* **Problem to solve**
Repeat the material verbatim. Images are excluded from the copy.

* **Recorded information**
╭──

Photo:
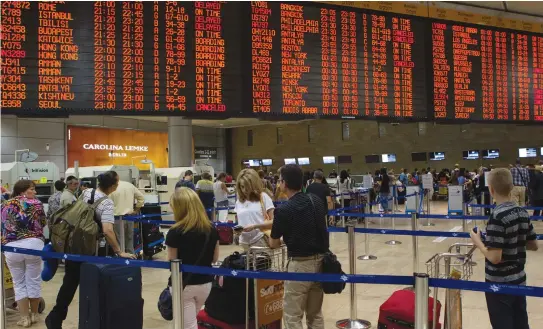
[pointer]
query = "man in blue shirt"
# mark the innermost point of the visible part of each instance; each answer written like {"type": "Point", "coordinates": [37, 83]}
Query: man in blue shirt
{"type": "Point", "coordinates": [186, 181]}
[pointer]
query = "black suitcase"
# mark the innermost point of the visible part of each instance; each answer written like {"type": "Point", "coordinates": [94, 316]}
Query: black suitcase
{"type": "Point", "coordinates": [110, 297]}
{"type": "Point", "coordinates": [151, 237]}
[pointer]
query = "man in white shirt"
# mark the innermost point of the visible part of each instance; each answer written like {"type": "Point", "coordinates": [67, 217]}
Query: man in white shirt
{"type": "Point", "coordinates": [124, 199]}
{"type": "Point", "coordinates": [68, 195]}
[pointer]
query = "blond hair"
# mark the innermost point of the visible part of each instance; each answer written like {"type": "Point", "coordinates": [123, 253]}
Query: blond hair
{"type": "Point", "coordinates": [501, 181]}
{"type": "Point", "coordinates": [188, 211]}
{"type": "Point", "coordinates": [249, 186]}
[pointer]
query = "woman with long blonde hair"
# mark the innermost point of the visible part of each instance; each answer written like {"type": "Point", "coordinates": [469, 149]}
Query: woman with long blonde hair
{"type": "Point", "coordinates": [254, 209]}
{"type": "Point", "coordinates": [194, 240]}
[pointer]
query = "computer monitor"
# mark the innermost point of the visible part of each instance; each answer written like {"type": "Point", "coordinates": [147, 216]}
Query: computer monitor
{"type": "Point", "coordinates": [329, 160]}
{"type": "Point", "coordinates": [386, 158]}
{"type": "Point", "coordinates": [254, 163]}
{"type": "Point", "coordinates": [470, 155]}
{"type": "Point", "coordinates": [372, 158]}
{"type": "Point", "coordinates": [527, 152]}
{"type": "Point", "coordinates": [290, 161]}
{"type": "Point", "coordinates": [419, 156]}
{"type": "Point", "coordinates": [491, 154]}
{"type": "Point", "coordinates": [436, 156]}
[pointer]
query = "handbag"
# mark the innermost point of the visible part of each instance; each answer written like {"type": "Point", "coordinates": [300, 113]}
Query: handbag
{"type": "Point", "coordinates": [330, 264]}
{"type": "Point", "coordinates": [165, 304]}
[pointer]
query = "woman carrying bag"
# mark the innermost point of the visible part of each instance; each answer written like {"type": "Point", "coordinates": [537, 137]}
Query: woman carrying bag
{"type": "Point", "coordinates": [194, 240]}
{"type": "Point", "coordinates": [254, 209]}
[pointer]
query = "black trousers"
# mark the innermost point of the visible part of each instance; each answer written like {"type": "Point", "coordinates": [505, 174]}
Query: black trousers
{"type": "Point", "coordinates": [65, 295]}
{"type": "Point", "coordinates": [507, 311]}
{"type": "Point", "coordinates": [537, 203]}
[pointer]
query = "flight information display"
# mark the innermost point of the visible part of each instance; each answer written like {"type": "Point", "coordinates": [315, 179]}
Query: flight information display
{"type": "Point", "coordinates": [172, 57]}
{"type": "Point", "coordinates": [483, 73]}
{"type": "Point", "coordinates": [327, 60]}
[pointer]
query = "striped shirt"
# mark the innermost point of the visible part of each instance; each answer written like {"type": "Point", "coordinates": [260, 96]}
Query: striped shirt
{"type": "Point", "coordinates": [508, 229]}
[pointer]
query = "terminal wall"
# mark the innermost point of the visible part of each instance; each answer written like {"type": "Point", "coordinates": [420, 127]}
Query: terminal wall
{"type": "Point", "coordinates": [35, 133]}
{"type": "Point", "coordinates": [369, 137]}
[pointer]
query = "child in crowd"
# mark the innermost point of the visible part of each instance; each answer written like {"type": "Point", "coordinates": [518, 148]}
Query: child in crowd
{"type": "Point", "coordinates": [508, 235]}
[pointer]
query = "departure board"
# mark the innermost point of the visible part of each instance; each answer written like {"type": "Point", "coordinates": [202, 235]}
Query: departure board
{"type": "Point", "coordinates": [336, 61]}
{"type": "Point", "coordinates": [486, 74]}
{"type": "Point", "coordinates": [127, 56]}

╰──

* **Result**
Photo:
[pointer]
query = "man in blue shirt"
# mark the innermost point of the visible part of each instance; each answer written like {"type": "Point", "coordinates": [37, 83]}
Query: man in blue shirt
{"type": "Point", "coordinates": [186, 181]}
[pointer]
query = "black suitcase"
# mark the innermost point of the visible part of each instance; each answer written like {"type": "Point", "coordinates": [94, 316]}
Query: black suitcase
{"type": "Point", "coordinates": [110, 297]}
{"type": "Point", "coordinates": [151, 237]}
[pointer]
query = "man in white shirt"
# mark the innermost point of the visible part of each instance; each answer written like {"type": "Point", "coordinates": [67, 217]}
Query: man in white shirt
{"type": "Point", "coordinates": [124, 199]}
{"type": "Point", "coordinates": [68, 195]}
[pointer]
query = "blond hair"
# mark the innermost point of the visible part of each instance; each answer written like {"type": "Point", "coordinates": [123, 253]}
Query: blond hair
{"type": "Point", "coordinates": [501, 181]}
{"type": "Point", "coordinates": [188, 211]}
{"type": "Point", "coordinates": [249, 186]}
[pointer]
query = "woman with long blonde hair"
# mark the innermost point of the visible part of each instance; each answer written like {"type": "Point", "coordinates": [469, 149]}
Query: woman with long blonde hair
{"type": "Point", "coordinates": [254, 209]}
{"type": "Point", "coordinates": [194, 240]}
[pointer]
query = "computer monitor"
# mark the innermost point of the visible part of each instance; each answer written like {"type": "Point", "coordinates": [147, 216]}
Query: computer monitor
{"type": "Point", "coordinates": [329, 160]}
{"type": "Point", "coordinates": [386, 158]}
{"type": "Point", "coordinates": [254, 163]}
{"type": "Point", "coordinates": [470, 155]}
{"type": "Point", "coordinates": [372, 158]}
{"type": "Point", "coordinates": [527, 152]}
{"type": "Point", "coordinates": [290, 161]}
{"type": "Point", "coordinates": [419, 156]}
{"type": "Point", "coordinates": [491, 154]}
{"type": "Point", "coordinates": [436, 156]}
[pointer]
query = "handbag"
# mark the innermost point of the visible part of each instance; each answer written like {"type": "Point", "coordinates": [300, 113]}
Query: handbag
{"type": "Point", "coordinates": [330, 264]}
{"type": "Point", "coordinates": [165, 304]}
[pointer]
query = "woman carrying bag"
# mark the innermost point of the visible part of each instance; each answer written like {"type": "Point", "coordinates": [537, 137]}
Query: woman carrying bag
{"type": "Point", "coordinates": [194, 240]}
{"type": "Point", "coordinates": [254, 209]}
[pointer]
query = "black trousers"
# mark the innermost point of the visible part of each instance; each answer written like {"type": "Point", "coordinates": [505, 174]}
Query: black trousers
{"type": "Point", "coordinates": [65, 295]}
{"type": "Point", "coordinates": [507, 311]}
{"type": "Point", "coordinates": [537, 203]}
[pointer]
query = "flight information display"
# mark the innermost point of the visible part of each instance; each answer written like {"type": "Point", "coordinates": [315, 179]}
Query: flight information display
{"type": "Point", "coordinates": [172, 57]}
{"type": "Point", "coordinates": [483, 73]}
{"type": "Point", "coordinates": [327, 60]}
[pointer]
query = "striped shirt"
# mark the innermost point of the visible part of each instance; each answer written like {"type": "Point", "coordinates": [260, 96]}
Query: striped shirt
{"type": "Point", "coordinates": [508, 229]}
[pointer]
query = "terminal wall"
# mark the innermost point of the visible part of each instance; each answer written like {"type": "Point", "coordinates": [420, 127]}
Query: terminal wall
{"type": "Point", "coordinates": [35, 133]}
{"type": "Point", "coordinates": [369, 137]}
[pointer]
query = "child in crowd"
# mark the innermost point of the visible part of each instance; each answer written like {"type": "Point", "coordinates": [518, 148]}
Query: child in crowd
{"type": "Point", "coordinates": [508, 235]}
[pointer]
query = "departure board"
# mark the innermost point of the visible part of each instance; each answer written like {"type": "Point", "coordinates": [202, 235]}
Query: departure board
{"type": "Point", "coordinates": [336, 61]}
{"type": "Point", "coordinates": [486, 74]}
{"type": "Point", "coordinates": [127, 56]}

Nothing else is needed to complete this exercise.